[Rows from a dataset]
********
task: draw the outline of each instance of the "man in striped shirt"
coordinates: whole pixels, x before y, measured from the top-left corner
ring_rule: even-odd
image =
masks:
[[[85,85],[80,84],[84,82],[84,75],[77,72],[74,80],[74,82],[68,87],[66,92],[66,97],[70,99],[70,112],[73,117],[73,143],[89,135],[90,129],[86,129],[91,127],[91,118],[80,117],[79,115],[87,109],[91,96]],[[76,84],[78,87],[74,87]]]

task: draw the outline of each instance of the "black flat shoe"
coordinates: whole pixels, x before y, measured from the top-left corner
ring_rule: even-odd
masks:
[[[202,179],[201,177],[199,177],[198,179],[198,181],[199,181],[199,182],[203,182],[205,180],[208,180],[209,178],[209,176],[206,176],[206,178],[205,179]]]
********
PROBLEM DESCRIPTION ::
Lay out every line of the items above as a numbered list, skipping any blank lines.

TASK RESPONSE ::
1. task: draw the outline of each instance of the "man in striped shirt"
2. coordinates: whole pixels, x before y, measured from the top-left corner
3. ring_rule: even-odd
4. image =
5. masks:
6. [[[85,85],[80,84],[84,82],[84,75],[77,72],[74,80],[74,82],[68,87],[66,92],[66,97],[70,99],[70,112],[73,117],[73,143],[89,135],[90,129],[86,129],[91,127],[91,118],[80,117],[79,115],[87,109],[91,96]],[[76,84],[78,87],[74,87]]]
7. task: draw the outline of each instance of the "black flat shoe"
8. coordinates: whole pixels, x before y, measured from the top-left corner
9. ring_rule: even-odd
10. masks:
11. [[[202,179],[201,177],[199,177],[198,179],[198,181],[199,181],[199,182],[203,182],[205,180],[208,180],[209,178],[209,176],[206,176],[206,178],[205,179]]]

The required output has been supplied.